_WHAT TO PRODUCE_
Below, copy out the lines word for word, starting with the line that contains "of the bare" and continuing through the last line.
#### MATERIAL SUPPLIED
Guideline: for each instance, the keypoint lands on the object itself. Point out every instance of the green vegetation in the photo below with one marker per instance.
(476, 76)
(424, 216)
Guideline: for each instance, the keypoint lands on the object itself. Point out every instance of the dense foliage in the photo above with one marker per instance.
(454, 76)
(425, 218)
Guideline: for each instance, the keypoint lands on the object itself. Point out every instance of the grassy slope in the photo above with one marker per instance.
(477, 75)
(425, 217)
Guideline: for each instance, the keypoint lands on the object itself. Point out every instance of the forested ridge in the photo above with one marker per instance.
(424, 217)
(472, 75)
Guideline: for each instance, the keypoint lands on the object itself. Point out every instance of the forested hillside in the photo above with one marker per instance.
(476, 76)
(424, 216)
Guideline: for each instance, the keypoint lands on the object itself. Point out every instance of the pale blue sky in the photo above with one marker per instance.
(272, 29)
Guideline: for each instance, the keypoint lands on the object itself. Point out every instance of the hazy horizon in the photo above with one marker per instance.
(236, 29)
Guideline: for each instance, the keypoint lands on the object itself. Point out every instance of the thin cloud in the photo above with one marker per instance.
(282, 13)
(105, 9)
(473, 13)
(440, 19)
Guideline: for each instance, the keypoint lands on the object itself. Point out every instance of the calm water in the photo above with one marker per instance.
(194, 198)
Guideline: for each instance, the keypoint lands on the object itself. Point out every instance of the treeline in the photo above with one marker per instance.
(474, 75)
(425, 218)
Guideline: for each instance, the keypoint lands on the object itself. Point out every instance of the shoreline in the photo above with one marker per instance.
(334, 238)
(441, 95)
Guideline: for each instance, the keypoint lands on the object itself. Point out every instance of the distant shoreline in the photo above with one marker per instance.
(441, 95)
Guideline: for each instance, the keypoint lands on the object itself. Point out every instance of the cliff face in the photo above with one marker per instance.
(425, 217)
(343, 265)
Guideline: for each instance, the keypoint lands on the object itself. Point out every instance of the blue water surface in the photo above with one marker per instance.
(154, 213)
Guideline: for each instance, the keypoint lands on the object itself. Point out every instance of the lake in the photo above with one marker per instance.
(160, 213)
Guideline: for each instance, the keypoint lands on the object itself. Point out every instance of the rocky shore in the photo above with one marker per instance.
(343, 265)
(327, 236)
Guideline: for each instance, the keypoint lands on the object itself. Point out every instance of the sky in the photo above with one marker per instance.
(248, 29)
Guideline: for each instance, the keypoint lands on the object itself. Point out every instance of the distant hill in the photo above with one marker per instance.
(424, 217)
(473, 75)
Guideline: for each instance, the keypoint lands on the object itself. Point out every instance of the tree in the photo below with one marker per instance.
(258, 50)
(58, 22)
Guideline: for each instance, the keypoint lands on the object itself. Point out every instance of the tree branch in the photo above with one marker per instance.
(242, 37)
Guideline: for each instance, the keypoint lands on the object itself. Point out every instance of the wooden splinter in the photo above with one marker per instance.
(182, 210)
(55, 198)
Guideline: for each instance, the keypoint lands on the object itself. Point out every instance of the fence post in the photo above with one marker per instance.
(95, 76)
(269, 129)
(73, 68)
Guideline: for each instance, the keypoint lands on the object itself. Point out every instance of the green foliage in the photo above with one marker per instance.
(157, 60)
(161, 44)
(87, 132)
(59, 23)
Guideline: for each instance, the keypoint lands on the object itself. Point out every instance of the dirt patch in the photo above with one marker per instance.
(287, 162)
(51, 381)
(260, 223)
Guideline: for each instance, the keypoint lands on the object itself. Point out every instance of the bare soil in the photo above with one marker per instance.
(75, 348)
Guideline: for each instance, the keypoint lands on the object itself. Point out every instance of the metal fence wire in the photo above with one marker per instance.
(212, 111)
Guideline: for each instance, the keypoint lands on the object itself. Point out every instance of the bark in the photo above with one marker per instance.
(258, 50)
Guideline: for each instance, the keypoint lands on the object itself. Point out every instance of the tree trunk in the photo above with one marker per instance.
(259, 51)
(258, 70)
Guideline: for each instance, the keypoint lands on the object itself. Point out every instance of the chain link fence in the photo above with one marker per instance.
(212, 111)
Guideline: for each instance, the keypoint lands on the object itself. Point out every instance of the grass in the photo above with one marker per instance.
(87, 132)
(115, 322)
########
_EXERCISE ANSWER_
Guideline: for each instance, the keypoint lands on the object itself. Point out every instance of the bare soil in the photo above with one marker per instance.
(75, 348)
Guideline: for each instance, the keypoint lands on the object itself. Point out every instance of the metal fence wire in the photo above with one marker per instance.
(212, 111)
Guideline: for each instance, the keypoint lands on the object itself. Point out every instance of the bark in the photo above with one marker per instance.
(258, 50)
Guideline: for each instance, the keypoint lands on the object itself. Point out every instance of the tree trunk in the photo above with one marker per instance.
(259, 51)
(258, 70)
Guideline: for each instance, the keypoint lands on the object itself. Point out every instance of the chain link fence in the photo above with one marker per instance.
(212, 111)
Guideline: for each instance, the keypoint lands on the object itself. Point out every instance of the grass in the photo above with one marker per instance.
(87, 132)
(115, 322)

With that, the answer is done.